──────── MATERIAL PROVIDED ────────
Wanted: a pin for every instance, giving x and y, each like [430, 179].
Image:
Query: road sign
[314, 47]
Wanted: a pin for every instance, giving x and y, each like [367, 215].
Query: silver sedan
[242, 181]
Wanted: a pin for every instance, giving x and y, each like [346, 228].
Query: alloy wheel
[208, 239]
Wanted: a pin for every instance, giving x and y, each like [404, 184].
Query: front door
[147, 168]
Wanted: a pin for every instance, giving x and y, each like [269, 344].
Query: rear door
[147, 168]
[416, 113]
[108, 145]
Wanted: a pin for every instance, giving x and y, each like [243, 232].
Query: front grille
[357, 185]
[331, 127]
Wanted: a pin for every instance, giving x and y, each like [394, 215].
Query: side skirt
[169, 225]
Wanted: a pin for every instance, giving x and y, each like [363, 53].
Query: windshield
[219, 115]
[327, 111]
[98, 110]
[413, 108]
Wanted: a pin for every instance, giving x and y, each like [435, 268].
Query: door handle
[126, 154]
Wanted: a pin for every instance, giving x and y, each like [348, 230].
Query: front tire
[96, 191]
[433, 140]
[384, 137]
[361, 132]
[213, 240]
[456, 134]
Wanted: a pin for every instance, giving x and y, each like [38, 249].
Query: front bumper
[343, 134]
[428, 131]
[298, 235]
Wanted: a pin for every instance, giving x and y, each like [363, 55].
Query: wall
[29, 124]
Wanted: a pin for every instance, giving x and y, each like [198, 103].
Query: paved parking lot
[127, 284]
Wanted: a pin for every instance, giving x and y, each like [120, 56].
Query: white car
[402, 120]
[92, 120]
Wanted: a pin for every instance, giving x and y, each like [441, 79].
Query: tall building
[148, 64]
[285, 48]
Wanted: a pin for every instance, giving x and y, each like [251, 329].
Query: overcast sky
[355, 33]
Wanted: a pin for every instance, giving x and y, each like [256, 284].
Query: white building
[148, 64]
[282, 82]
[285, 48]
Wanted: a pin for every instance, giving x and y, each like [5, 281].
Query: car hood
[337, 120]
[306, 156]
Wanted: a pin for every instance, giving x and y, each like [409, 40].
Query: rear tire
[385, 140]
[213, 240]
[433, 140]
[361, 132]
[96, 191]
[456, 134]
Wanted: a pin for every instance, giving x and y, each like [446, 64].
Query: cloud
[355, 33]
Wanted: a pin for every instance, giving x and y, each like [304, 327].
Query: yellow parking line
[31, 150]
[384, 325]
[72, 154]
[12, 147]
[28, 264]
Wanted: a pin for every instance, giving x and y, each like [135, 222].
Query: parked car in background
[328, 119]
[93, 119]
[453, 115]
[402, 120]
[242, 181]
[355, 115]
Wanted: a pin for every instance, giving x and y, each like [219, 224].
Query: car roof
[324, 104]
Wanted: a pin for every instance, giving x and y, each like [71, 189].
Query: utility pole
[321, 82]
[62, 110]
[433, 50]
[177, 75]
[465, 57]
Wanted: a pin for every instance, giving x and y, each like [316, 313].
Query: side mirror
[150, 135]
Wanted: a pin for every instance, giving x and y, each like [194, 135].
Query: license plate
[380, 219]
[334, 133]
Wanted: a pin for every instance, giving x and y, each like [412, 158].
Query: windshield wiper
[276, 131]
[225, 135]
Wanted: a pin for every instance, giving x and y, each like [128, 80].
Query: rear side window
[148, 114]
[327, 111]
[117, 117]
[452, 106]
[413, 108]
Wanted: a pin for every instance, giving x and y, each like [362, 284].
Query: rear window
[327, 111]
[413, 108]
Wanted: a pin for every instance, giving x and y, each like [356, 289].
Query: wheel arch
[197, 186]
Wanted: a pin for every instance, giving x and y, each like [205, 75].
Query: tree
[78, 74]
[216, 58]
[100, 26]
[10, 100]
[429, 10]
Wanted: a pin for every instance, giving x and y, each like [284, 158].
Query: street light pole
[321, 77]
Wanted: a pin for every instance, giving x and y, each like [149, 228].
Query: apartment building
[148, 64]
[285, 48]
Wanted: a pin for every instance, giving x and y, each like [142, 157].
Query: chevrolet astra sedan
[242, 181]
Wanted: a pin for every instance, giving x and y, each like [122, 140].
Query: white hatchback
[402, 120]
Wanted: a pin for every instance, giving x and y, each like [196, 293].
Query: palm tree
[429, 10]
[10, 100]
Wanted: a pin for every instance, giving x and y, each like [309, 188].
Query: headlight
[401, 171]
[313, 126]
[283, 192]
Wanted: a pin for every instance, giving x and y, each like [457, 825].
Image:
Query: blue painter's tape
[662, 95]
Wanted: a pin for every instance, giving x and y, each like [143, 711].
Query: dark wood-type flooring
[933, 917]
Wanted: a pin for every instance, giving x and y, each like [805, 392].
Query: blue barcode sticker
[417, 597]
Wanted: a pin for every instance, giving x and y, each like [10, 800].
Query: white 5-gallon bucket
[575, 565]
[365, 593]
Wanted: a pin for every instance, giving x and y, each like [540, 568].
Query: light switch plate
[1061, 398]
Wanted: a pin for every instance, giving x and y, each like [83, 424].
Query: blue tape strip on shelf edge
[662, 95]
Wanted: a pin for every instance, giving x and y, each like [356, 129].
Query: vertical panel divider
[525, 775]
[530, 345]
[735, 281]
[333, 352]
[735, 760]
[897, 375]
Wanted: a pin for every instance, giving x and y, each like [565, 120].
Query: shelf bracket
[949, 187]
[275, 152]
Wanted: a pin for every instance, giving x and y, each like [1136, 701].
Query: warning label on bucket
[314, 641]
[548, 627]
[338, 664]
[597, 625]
────────
Render these records as a two-column CSV with the headers "request" and "answer", one row per record. Put each record's text and its answer in one quoted field apiece, with line breaks replaced by spaces.

request,answer
"Wanted: a pin for every instance, giving x and y, each like [430, 179]. Image: Query: road sign","[314, 47]"
"Wanted: a pin for every instance, giving x and y, each like [367, 215]. Query: silver sedan","[242, 181]"
"Wanted: a pin for every instance, giving x and y, each like [346, 228]. Query: alloy wheel","[208, 239]"
"Wanted: a pin for every instance, giving x and y, each like [404, 184]. Query: front door","[147, 168]"
"Wanted: a pin for every instance, giving x and y, each like [269, 344]. Query: rear door","[147, 168] [416, 113] [108, 145]"
"Wanted: a pin for every instance, giving x and y, each like [243, 232]. Query: front grille","[357, 185] [331, 127]"
"Wanted: a pin for every instance, giving x and y, each like [394, 215]. Query: side skirt","[169, 225]"
"Wanted: a pin for every instance, giving x and y, each like [363, 53]. Query: windshield","[219, 115] [327, 111] [98, 110] [413, 108]"
"Wanted: a pin for every instance, giving x and y, each like [435, 268]. Query: door handle","[126, 154]"
"Wanted: a pin for every instance, giving x and y, each like [348, 230]. Query: front tire","[96, 191] [433, 140] [384, 137] [361, 132] [213, 240] [456, 134]"
"Wanted: a pin for every instance, giving x and y, each like [38, 249]. Query: front bumper","[343, 134] [428, 131] [298, 235]"
"Wanted: a pin for every instance, giving x and y, each like [363, 55]. Query: wall","[29, 124]"
"Wanted: a pin for every instance, giving x and y, each like [198, 103]. Query: paved parking lot","[127, 284]"
"Wanted: a pin for every instance, giving x and y, each like [120, 56]. Query: white car","[402, 120] [92, 120]"
"Wanted: a pin for every instance, giving x and y, each like [441, 79]. Query: tall building","[148, 64] [285, 48]"
"Wanted: a pin for every instance, giving x and y, each like [251, 329]. Query: overcast sky","[355, 33]"
"Wanted: a pin for every instance, giving x and y, each like [256, 284]. Query: white building","[148, 64] [282, 82] [285, 48]"
"Wanted: a pin for every instance, giving x and y, each like [5, 281]. Query: car hood","[337, 120] [306, 156]"
"Wanted: a pin for every instance, giving x and y, each like [409, 40]. Query: rear tire","[385, 140] [213, 240] [433, 140] [361, 132] [96, 191] [456, 134]"
"Wanted: a pin for every instance, giving x and y, each like [446, 64]. Query: cloud","[355, 33]"
"Wanted: a pin for every instance, giving x and y, each like [304, 327]. Query: yellow parking line","[31, 150] [384, 325] [72, 154] [12, 147] [28, 264]"
"Wanted: a pin for every instance, giving x and y, each like [135, 222]. Query: parked car in background","[328, 119] [93, 119] [453, 115] [402, 120] [242, 181] [355, 115]"
"Wanted: a pin for every instance, giving x and y, each like [219, 224]. Query: car roof","[324, 104]"
"Wanted: a pin for every instance, giving x and y, each like [71, 189]. Query: utility pole","[321, 82] [62, 110] [433, 50] [177, 75] [465, 57]"
"Wanted: a pin for every instance, giving x and y, each like [316, 313]. Query: side mirror","[150, 135]"
"Wanted: a pin for every instance, giving x and y, each like [194, 135]. Query: license plate","[380, 219] [334, 133]"
"Wanted: a pin for every instance, giving x and y, each like [412, 158]. Query: windshield wiper","[276, 131] [225, 135]"
"Wanted: a pin for every instance, giving x and y, each like [128, 80]. Query: rear side window","[148, 114] [327, 111] [117, 117] [452, 106] [413, 108]"
"Wanted: a pin for every instance, giving x and y, each like [362, 284]. Query: rear window","[327, 111] [413, 108]"
"Wanted: a pin for every instance, giving x and y, each like [356, 289]. Query: wheel arch","[197, 186]"
"Wanted: a pin for every instance, giving x and y, each like [205, 75]. Query: tree","[78, 74] [216, 58] [100, 26] [10, 100] [429, 10]"
"Wanted: a pin for every instance, giving x and y, each like [284, 158]. Query: street light pole","[321, 77]"
"Wanted: a pin for every instance, giving x and y, each like [149, 228]. Query: apartment building","[148, 64] [285, 48]"
"Wanted: a pin for every instance, giving x and y, each like [142, 157]. Query: chevrolet astra sedan","[242, 181]"
"Wanted: a pin for every instance, giving x and y, each like [122, 140]. Query: white hatchback","[402, 120]"
"Wanted: a pin for every instance, giving x and y, each like [196, 293]. Query: palm tree","[429, 10] [10, 100]"
"Wanted: a pin for every instance, giving x and y, each like [309, 188]. Query: headlight","[401, 171] [313, 126] [283, 192]"
"Wanted: a pin for every instance, giving x and y, each like [457, 825]. Image: Query: blue painter's tape","[662, 95]"
"Wanted: a pin for every instance, giving x and y, each like [143, 711]. Query: dark wood-type flooring","[933, 917]"
"Wanted: a pin for every instance, giving x and y, each like [805, 392]. Query: blue barcode sticker","[417, 597]"
"Wanted: a pin for every instance, giving x and y, each like [10, 800]. Query: white 5-gallon bucket","[575, 565] [365, 593]"
"Wanted: a pin for every instance, giving x and y, each like [540, 568]. Query: light switch plate","[1061, 398]"
"Wanted: a pin for every instance, giving x and y, each like [83, 424]. Query: blue tape strip on shelf edge","[662, 95]"
"Wanted: a pin for every instance, giving x and y, each like [356, 129]. Query: vertical panel divider","[525, 775] [530, 345] [735, 281] [333, 352] [735, 760] [897, 375]"
"Wanted: a pin for every instance, giving x and y, each like [565, 120]. Query: shelf bracket","[949, 187] [275, 152]"
"Wanted: a pin for every instance, giving x and y, each like [1136, 701]. Query: warning label on bucket","[314, 641] [548, 627] [338, 664] [597, 625]"